[Spatial localization data]
============================================================
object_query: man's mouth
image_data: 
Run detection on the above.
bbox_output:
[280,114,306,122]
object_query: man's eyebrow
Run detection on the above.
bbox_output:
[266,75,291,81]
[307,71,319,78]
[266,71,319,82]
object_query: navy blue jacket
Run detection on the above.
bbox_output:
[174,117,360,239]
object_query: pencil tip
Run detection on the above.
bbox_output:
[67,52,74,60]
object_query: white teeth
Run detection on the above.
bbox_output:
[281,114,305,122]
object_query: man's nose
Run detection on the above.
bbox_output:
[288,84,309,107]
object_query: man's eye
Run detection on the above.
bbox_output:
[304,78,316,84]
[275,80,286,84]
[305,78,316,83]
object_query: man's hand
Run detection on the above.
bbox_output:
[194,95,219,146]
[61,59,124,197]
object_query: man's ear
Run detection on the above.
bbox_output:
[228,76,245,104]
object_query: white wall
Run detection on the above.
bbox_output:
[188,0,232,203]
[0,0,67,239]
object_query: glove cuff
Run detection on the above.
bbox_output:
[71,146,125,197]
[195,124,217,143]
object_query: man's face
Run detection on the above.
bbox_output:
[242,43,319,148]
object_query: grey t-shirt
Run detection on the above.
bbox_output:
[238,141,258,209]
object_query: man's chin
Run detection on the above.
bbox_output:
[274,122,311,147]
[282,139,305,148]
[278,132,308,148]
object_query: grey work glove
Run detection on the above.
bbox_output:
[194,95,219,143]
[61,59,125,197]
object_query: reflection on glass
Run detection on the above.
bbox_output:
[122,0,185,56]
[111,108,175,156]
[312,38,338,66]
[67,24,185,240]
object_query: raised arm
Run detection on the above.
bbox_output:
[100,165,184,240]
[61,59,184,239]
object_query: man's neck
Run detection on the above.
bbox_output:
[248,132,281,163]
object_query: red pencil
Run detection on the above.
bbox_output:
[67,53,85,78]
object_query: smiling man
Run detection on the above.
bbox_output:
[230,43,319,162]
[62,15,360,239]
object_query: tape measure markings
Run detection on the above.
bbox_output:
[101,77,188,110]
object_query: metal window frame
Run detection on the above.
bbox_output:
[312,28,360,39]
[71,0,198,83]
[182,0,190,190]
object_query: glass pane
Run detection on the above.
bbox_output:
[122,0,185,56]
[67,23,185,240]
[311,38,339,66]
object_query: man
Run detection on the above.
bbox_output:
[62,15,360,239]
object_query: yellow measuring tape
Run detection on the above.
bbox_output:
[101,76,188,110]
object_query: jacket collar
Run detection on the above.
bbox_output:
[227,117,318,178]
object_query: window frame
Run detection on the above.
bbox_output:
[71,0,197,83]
============================================================
Would you repeat each of the records above exactly?

RESPONSE AREA —
object_query: man's mouth
image_data: 
Run detection on the above.
bbox_output:
[280,114,306,122]
object_query: man's eyebrow
Run detection on the above.
bbox_output:
[266,75,291,81]
[307,71,319,78]
[266,71,319,82]
object_query: navy blue jacket
Run detection on the above.
bbox_output:
[174,117,360,239]
object_query: pencil tip
Run detection on the above.
bbox_output:
[67,52,74,60]
object_query: white teeth
Run detection on the above.
bbox_output:
[281,114,305,122]
object_query: man's nose
Run detection on the above.
bbox_output:
[288,84,309,107]
object_query: man's eye
Run detection on the above.
bbox_output:
[304,78,316,84]
[275,80,286,84]
[305,78,316,83]
object_query: man's hand
Run detection on the above.
bbox_output:
[194,95,219,146]
[61,59,124,197]
object_query: man's ear
Run detection on the above.
bbox_output:
[228,76,245,104]
object_query: white wall
Run detection on the above.
bbox_output:
[188,0,232,203]
[0,0,67,239]
object_query: glove cuff
Run detection on the above.
bbox_output:
[71,146,125,197]
[195,124,217,143]
object_query: man's face
Run detection on the above.
bbox_output:
[242,43,319,148]
object_query: grey t-shirt
Run detection on the above.
bbox_output:
[238,141,258,209]
object_query: man's chin
Run detection on the above.
bbox_output:
[274,122,311,147]
[282,139,305,148]
[278,132,308,148]
object_query: grey work glove
Run detection on the above.
bbox_output:
[194,95,219,143]
[61,59,125,197]
object_query: reflection on glass
Run detection on the above.
bbox_output:
[122,0,185,56]
[111,108,175,156]
[312,38,338,66]
[67,24,185,240]
object_query: raised arm
Run detection on the above.
bbox_output:
[100,165,184,240]
[61,59,184,239]
object_query: man's neck
Run detection on the above.
bbox_output:
[248,132,281,163]
object_query: red pencil
Run detection on the above.
bbox_output:
[67,53,85,78]
object_query: smiling man
Run detection on the above.
bbox_output:
[230,43,319,162]
[62,15,360,239]
object_query: tape measure markings
Run detection on the above.
bbox_output:
[101,77,188,110]
object_query: metal window frame
Run detection on the above.
bbox_output:
[312,28,360,39]
[71,0,198,83]
[182,0,190,190]
object_query: glass pane
Run detection on the above.
bbox_output:
[122,0,185,56]
[67,23,185,240]
[311,38,339,66]
object_query: man
Run detection on the above.
bbox_output:
[62,15,360,239]
object_query: yellow measuring tape
Run detection on the above.
bbox_output:
[101,76,188,110]
object_query: jacket collar
Run detection on the above.
bbox_output:
[227,117,318,178]
object_query: window frame
Run detection on the above.
bbox_output:
[71,0,197,83]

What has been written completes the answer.